[BEGIN Input]
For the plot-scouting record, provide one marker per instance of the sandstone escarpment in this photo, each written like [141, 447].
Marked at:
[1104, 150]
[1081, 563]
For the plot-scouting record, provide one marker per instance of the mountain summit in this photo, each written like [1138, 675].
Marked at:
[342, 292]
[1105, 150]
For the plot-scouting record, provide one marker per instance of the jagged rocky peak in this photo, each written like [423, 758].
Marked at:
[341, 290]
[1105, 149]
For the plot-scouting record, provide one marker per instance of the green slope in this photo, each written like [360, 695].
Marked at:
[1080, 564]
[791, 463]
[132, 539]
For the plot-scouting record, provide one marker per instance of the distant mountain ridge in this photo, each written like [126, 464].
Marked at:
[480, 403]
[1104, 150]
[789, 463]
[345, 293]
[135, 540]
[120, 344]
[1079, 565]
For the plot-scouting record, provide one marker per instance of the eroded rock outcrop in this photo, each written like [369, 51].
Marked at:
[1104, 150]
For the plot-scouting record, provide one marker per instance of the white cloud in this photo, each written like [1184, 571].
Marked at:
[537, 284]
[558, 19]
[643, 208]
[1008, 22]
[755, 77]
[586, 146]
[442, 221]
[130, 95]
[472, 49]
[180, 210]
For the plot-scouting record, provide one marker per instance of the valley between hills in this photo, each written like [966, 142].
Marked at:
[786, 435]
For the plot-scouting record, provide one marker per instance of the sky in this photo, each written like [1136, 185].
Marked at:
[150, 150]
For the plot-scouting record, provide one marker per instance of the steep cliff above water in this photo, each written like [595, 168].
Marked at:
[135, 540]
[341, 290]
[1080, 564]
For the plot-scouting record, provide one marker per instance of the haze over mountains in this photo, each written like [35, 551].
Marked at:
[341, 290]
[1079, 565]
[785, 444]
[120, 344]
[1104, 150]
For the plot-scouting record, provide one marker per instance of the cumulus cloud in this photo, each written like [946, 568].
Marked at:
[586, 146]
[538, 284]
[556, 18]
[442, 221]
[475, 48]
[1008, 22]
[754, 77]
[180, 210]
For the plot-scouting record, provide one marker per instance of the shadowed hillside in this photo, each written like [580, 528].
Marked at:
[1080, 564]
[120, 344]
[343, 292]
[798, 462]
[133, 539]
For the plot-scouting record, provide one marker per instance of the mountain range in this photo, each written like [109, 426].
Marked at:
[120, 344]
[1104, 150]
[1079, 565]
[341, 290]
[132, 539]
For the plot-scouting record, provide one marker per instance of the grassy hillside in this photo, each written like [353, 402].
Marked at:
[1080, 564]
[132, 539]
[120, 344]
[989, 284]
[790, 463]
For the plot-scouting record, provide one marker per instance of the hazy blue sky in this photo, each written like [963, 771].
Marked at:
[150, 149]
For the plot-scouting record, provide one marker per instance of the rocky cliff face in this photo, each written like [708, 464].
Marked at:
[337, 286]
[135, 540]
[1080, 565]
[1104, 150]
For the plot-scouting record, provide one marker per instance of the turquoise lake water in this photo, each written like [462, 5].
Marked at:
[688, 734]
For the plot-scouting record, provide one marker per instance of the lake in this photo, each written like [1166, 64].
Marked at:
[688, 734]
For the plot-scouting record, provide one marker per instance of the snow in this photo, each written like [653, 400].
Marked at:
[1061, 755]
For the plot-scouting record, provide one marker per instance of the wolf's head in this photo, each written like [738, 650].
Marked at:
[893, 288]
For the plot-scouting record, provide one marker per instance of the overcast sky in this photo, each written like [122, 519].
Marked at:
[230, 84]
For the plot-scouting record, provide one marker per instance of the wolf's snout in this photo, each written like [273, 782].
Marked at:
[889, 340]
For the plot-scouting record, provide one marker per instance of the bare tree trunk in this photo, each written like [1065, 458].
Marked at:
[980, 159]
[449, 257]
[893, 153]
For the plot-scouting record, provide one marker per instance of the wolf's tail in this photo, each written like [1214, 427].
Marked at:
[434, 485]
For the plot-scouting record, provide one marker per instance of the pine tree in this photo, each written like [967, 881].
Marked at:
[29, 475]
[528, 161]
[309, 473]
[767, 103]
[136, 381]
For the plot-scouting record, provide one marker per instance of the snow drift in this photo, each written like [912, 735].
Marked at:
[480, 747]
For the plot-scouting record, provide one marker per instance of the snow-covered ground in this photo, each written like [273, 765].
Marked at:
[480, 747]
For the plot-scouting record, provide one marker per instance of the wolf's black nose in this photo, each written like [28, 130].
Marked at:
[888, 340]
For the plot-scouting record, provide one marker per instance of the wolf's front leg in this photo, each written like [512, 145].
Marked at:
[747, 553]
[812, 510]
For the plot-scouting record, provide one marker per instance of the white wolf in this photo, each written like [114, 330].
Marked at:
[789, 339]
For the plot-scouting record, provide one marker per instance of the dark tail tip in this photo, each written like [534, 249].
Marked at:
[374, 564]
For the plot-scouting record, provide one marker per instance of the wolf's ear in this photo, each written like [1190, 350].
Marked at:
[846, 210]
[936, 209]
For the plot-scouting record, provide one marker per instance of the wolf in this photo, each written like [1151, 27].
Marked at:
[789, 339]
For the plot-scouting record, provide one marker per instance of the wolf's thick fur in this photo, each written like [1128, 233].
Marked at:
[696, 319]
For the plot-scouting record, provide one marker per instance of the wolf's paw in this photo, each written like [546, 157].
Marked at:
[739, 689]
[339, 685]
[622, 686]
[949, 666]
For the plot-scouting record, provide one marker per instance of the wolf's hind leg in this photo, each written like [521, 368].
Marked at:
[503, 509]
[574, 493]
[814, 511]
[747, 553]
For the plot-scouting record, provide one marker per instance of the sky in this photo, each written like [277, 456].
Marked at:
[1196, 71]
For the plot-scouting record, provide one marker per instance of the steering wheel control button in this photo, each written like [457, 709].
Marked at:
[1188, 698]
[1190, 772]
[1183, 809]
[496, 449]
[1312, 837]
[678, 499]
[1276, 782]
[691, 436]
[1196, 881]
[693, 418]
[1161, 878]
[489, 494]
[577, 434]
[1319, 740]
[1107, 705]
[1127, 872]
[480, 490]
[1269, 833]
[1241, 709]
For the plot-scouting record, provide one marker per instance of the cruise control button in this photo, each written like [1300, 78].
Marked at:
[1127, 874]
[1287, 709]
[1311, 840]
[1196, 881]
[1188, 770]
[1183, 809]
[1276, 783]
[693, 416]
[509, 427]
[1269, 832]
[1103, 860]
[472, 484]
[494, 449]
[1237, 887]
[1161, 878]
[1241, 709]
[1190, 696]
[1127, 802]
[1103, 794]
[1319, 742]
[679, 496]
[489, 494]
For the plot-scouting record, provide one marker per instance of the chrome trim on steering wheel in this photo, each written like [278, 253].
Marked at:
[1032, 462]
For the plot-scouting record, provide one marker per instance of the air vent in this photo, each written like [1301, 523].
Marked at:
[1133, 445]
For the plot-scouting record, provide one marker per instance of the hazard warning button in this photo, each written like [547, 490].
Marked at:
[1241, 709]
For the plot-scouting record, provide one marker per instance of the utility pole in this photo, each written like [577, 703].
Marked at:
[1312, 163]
[END Input]
● What to do: Rewrite the rows in the stretch from the line containing "like [946, 568]." through the line containing "[1061, 755]", swapping "hillside" for "slope" and leaving everything else unchanged. Return only those lines.

● Exercise response:
For the plot-scouting record, provide one marker per instance of the cumulus cloud in this photo, each written like [946, 568].
Marked at:
[586, 146]
[538, 284]
[556, 18]
[442, 221]
[475, 48]
[1008, 22]
[754, 77]
[180, 210]
For the plot-scouting record, provide one marker per instance of the shadowed slope in this photo, each written like [580, 528].
Marked at:
[1080, 564]
[120, 344]
[343, 292]
[798, 462]
[133, 539]
For the plot-scouting record, provide one marker per instance of the mountain range in this photo, each written like [109, 426].
Marked at:
[120, 344]
[1104, 150]
[1079, 565]
[341, 290]
[132, 539]
For the plot-scouting record, provide one marker per instance of the grassy slope in this photo, each written like [353, 402].
Marked at:
[1080, 564]
[132, 539]
[120, 344]
[989, 284]
[790, 463]
For the plot-scouting record, provide one marker per instance of the hazy blue sky in this photo, each written like [963, 771].
Marked at:
[150, 149]
For the plot-scouting record, provide one marker per instance of the rocky cliff face in this photo, each written like [708, 464].
Marked at:
[337, 286]
[135, 540]
[1080, 565]
[1104, 150]
For the plot-scouting record, provide one marker per instance of the turquoise lake water in this photo, each written like [462, 5].
Marked at:
[688, 734]
For the plot-scouting record, provide one marker per instance of the lake in this photo, each written like [1166, 64].
Marked at:
[688, 734]
For the plot-scouting record, provide one marker per instance of the snow in this photo, each written like [653, 400].
Marked at:
[1061, 755]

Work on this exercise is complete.